Stored data entries:
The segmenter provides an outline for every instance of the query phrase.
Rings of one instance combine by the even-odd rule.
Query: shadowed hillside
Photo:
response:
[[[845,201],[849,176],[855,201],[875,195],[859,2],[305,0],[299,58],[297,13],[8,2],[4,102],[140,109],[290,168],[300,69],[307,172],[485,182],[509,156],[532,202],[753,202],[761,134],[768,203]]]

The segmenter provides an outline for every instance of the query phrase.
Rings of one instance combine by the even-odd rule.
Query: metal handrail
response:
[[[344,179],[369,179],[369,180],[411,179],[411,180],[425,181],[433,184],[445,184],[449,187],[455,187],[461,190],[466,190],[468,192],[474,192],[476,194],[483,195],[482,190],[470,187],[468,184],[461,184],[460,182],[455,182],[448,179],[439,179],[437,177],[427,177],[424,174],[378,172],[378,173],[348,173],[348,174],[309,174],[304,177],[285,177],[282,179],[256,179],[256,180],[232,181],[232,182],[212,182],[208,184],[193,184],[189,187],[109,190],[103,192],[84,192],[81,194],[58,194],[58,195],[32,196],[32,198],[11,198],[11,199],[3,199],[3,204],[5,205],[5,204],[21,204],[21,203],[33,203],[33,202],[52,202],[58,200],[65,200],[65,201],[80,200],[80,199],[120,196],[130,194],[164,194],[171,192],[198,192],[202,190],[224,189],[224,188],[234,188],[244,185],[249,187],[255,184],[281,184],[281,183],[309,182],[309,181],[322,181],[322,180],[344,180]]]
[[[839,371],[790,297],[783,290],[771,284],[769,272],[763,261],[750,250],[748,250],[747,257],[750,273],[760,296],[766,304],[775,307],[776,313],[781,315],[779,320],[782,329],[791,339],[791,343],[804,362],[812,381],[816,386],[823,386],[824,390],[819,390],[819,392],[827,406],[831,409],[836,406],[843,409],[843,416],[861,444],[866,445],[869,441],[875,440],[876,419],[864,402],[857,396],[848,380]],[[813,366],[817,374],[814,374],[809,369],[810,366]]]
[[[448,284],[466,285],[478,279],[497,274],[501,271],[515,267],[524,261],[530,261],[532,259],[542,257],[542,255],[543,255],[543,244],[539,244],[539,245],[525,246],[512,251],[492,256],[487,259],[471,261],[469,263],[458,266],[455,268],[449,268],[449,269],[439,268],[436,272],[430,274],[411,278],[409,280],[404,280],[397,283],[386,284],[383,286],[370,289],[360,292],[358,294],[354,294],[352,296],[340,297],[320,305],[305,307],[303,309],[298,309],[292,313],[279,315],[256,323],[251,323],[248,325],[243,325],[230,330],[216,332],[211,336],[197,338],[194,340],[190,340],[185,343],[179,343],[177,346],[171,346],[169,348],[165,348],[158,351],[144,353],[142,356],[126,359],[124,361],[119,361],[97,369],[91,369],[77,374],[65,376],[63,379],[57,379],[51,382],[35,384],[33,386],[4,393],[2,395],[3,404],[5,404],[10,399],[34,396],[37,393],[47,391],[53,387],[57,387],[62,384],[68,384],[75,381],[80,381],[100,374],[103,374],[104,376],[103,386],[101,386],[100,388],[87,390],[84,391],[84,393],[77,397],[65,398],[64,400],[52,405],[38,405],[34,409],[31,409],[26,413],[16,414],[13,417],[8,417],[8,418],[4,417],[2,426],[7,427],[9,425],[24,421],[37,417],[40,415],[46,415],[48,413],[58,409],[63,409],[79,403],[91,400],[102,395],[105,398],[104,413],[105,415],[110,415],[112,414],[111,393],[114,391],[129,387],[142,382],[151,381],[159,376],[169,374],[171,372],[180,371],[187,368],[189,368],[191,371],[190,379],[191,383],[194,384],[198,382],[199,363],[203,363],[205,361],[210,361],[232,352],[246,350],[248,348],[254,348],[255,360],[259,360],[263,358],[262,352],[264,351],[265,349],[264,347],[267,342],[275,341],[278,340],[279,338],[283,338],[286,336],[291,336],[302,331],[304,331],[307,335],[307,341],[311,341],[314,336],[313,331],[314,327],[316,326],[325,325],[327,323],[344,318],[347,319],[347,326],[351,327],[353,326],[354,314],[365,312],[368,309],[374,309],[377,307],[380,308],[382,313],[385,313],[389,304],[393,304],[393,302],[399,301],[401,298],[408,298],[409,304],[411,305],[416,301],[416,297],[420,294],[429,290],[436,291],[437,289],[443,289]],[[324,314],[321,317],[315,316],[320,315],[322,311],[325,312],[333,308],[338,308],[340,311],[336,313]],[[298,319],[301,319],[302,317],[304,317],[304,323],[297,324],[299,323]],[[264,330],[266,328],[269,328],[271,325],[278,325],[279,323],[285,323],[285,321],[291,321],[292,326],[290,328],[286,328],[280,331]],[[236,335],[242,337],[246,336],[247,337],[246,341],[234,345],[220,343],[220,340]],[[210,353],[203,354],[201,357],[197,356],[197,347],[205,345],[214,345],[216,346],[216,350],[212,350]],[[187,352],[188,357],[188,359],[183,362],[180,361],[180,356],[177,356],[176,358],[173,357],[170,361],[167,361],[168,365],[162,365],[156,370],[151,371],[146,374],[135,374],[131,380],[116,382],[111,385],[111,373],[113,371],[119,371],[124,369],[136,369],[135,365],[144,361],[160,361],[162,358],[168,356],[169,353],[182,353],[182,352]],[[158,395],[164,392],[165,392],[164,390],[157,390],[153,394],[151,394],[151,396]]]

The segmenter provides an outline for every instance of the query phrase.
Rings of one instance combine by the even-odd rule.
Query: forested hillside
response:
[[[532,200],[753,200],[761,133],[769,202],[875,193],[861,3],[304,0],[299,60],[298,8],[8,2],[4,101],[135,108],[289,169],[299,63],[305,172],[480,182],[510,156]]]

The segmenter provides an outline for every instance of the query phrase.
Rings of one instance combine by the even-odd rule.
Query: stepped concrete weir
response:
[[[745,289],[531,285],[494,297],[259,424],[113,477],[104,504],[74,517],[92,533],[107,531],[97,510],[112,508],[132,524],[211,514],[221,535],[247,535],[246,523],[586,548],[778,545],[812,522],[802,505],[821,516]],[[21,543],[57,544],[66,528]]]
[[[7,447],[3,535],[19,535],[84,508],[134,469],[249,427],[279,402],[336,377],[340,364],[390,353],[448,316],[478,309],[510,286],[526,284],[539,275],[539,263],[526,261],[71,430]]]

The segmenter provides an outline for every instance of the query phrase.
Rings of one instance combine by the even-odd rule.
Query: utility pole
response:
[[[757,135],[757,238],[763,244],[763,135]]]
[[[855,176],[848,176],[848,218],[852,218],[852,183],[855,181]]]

▶ _PROBLEM_: Output the records exactly, including every line.

▶ _TASK SOLUTION_:
The segmenter provides an outline for every instance of the query phrase.
Rings of one instance combine by the even-odd rule.
Query: shadowed hillside
Photo:
response:
[[[845,201],[849,176],[855,201],[875,195],[859,2],[305,0],[299,58],[297,13],[8,2],[4,102],[140,109],[290,168],[300,69],[307,172],[485,182],[509,156],[532,202],[753,202],[761,134],[768,203]]]

The segmenter provides an outline for every instance of the query phrase.
Rings of one instance combine by the even-odd rule.
Query: metal handrail
response:
[[[344,179],[369,179],[369,180],[411,179],[411,180],[425,181],[433,184],[445,184],[449,187],[455,187],[461,190],[466,190],[468,192],[474,192],[476,194],[483,195],[482,190],[470,187],[468,184],[461,184],[460,182],[455,182],[448,179],[439,179],[437,177],[427,177],[424,174],[378,172],[378,173],[348,173],[348,174],[309,174],[304,177],[285,177],[282,179],[256,179],[256,180],[232,181],[232,182],[212,182],[208,184],[193,184],[189,187],[109,190],[103,192],[84,192],[81,194],[58,194],[58,195],[32,196],[32,198],[11,198],[11,199],[3,199],[3,204],[5,205],[5,204],[21,204],[21,203],[33,203],[33,202],[52,202],[58,200],[65,200],[65,201],[80,200],[80,199],[120,196],[130,194],[164,194],[171,192],[198,192],[202,190],[224,189],[224,188],[234,188],[244,185],[249,187],[255,184],[281,184],[281,183],[309,182],[309,181],[322,181],[322,180],[344,180]]]
[[[839,371],[790,297],[783,290],[771,284],[769,272],[763,261],[750,250],[748,250],[747,257],[750,273],[760,296],[766,304],[775,307],[776,313],[781,315],[779,320],[782,329],[791,339],[791,343],[804,362],[812,381],[816,386],[823,386],[824,390],[819,390],[819,392],[827,406],[831,409],[836,406],[843,409],[843,416],[861,444],[866,445],[869,441],[875,440],[876,419],[864,402],[857,396],[848,380]],[[813,366],[817,374],[814,374],[809,369],[810,366]]]
[[[448,284],[466,285],[478,279],[497,274],[501,271],[515,267],[524,261],[530,261],[532,259],[542,257],[542,255],[543,255],[543,244],[539,244],[539,245],[525,246],[512,251],[492,256],[487,259],[471,261],[469,263],[458,266],[455,268],[449,268],[449,269],[439,268],[436,272],[430,274],[411,278],[409,280],[404,280],[397,283],[386,284],[383,286],[370,289],[360,292],[358,294],[354,294],[352,296],[340,297],[320,305],[305,307],[303,309],[298,309],[292,313],[279,315],[256,323],[251,323],[248,325],[243,325],[230,330],[216,332],[211,336],[197,338],[194,340],[190,340],[185,343],[179,343],[177,346],[171,346],[169,348],[165,348],[158,351],[144,353],[142,356],[126,359],[124,361],[119,361],[97,369],[91,369],[77,374],[65,376],[63,379],[57,379],[51,382],[35,384],[33,386],[4,393],[2,395],[3,404],[5,404],[10,399],[34,396],[37,393],[47,391],[53,387],[57,387],[62,384],[68,384],[75,381],[80,381],[100,374],[103,374],[104,376],[103,386],[101,386],[100,388],[87,390],[84,391],[84,393],[77,397],[65,398],[64,400],[52,405],[38,405],[34,409],[31,409],[26,413],[16,414],[13,417],[8,417],[8,418],[4,417],[2,426],[7,427],[9,425],[24,421],[37,417],[40,415],[46,415],[48,413],[58,409],[63,409],[79,403],[91,400],[102,395],[105,398],[104,413],[105,415],[110,415],[112,414],[111,393],[114,391],[129,387],[142,382],[151,381],[159,376],[169,374],[171,372],[180,371],[187,368],[189,368],[191,371],[190,379],[191,383],[194,384],[198,382],[199,363],[203,363],[205,361],[210,361],[232,352],[246,350],[248,348],[254,348],[255,360],[259,360],[263,358],[262,352],[264,351],[265,349],[264,347],[267,342],[275,341],[278,340],[279,338],[283,338],[286,336],[291,336],[302,331],[304,331],[307,335],[307,341],[311,341],[314,336],[313,331],[314,327],[316,326],[325,325],[327,323],[344,318],[347,319],[347,326],[351,327],[353,326],[354,314],[365,312],[368,309],[374,309],[377,307],[380,308],[382,313],[385,313],[389,304],[393,304],[393,302],[399,301],[401,298],[408,298],[409,304],[411,305],[416,301],[416,297],[420,294],[429,290],[436,291],[437,289],[443,289]],[[324,314],[321,317],[315,316],[320,315],[322,311],[325,312],[333,308],[338,308],[340,311],[336,313]],[[298,319],[301,319],[302,317],[304,317],[304,323],[297,324],[299,323]],[[264,330],[266,328],[269,328],[271,325],[278,325],[279,323],[285,323],[285,321],[291,321],[292,326],[290,328],[286,328],[280,331]],[[236,335],[242,337],[246,336],[247,337],[246,341],[234,345],[220,343],[220,340]],[[210,353],[203,354],[201,357],[197,356],[197,347],[205,345],[214,345],[216,346],[216,350],[212,350]],[[187,352],[188,357],[188,359],[183,362],[180,361],[180,356],[177,356],[176,358],[173,357],[170,361],[167,361],[168,365],[162,365],[156,370],[151,371],[146,374],[135,374],[131,380],[116,382],[111,385],[111,373],[113,371],[119,371],[124,369],[136,369],[135,365],[144,361],[160,361],[162,358],[168,356],[169,353],[182,353],[182,352]],[[158,395],[164,392],[165,392],[164,390],[157,390],[153,394],[151,394],[151,396]]]

The segmenter provides an outline for every instance of the query phrase.
Rings of one instance combine by the even-odd rule.
Query: forested hillside
response:
[[[532,200],[753,200],[761,133],[769,202],[875,193],[861,3],[304,0],[299,60],[298,8],[8,2],[4,101],[135,108],[289,169],[299,63],[305,172],[480,182],[510,156]]]

The segmenter provides an outline for every instance of the query phrase.
Rings of one instance combine by the even-odd rule.
Query: stepped concrete weir
response:
[[[745,289],[531,285],[494,297],[259,424],[113,477],[104,504],[74,517],[92,533],[107,531],[97,510],[112,508],[132,524],[211,514],[221,535],[247,535],[246,523],[586,548],[778,545],[812,522],[802,505],[821,516]],[[21,543],[57,544],[66,528]]]
[[[7,447],[3,535],[19,535],[84,508],[134,469],[249,427],[279,402],[336,377],[340,364],[390,353],[448,316],[478,309],[510,286],[526,284],[539,275],[539,263],[526,261],[71,430]]]

The segmenter provides an outline for every instance of the query phrase.
Rings of one instance combine by the even-odd rule.
Query: utility pole
response:
[[[757,135],[757,238],[763,244],[763,135]]]
[[[855,176],[848,176],[848,218],[852,218],[852,183],[855,181]]]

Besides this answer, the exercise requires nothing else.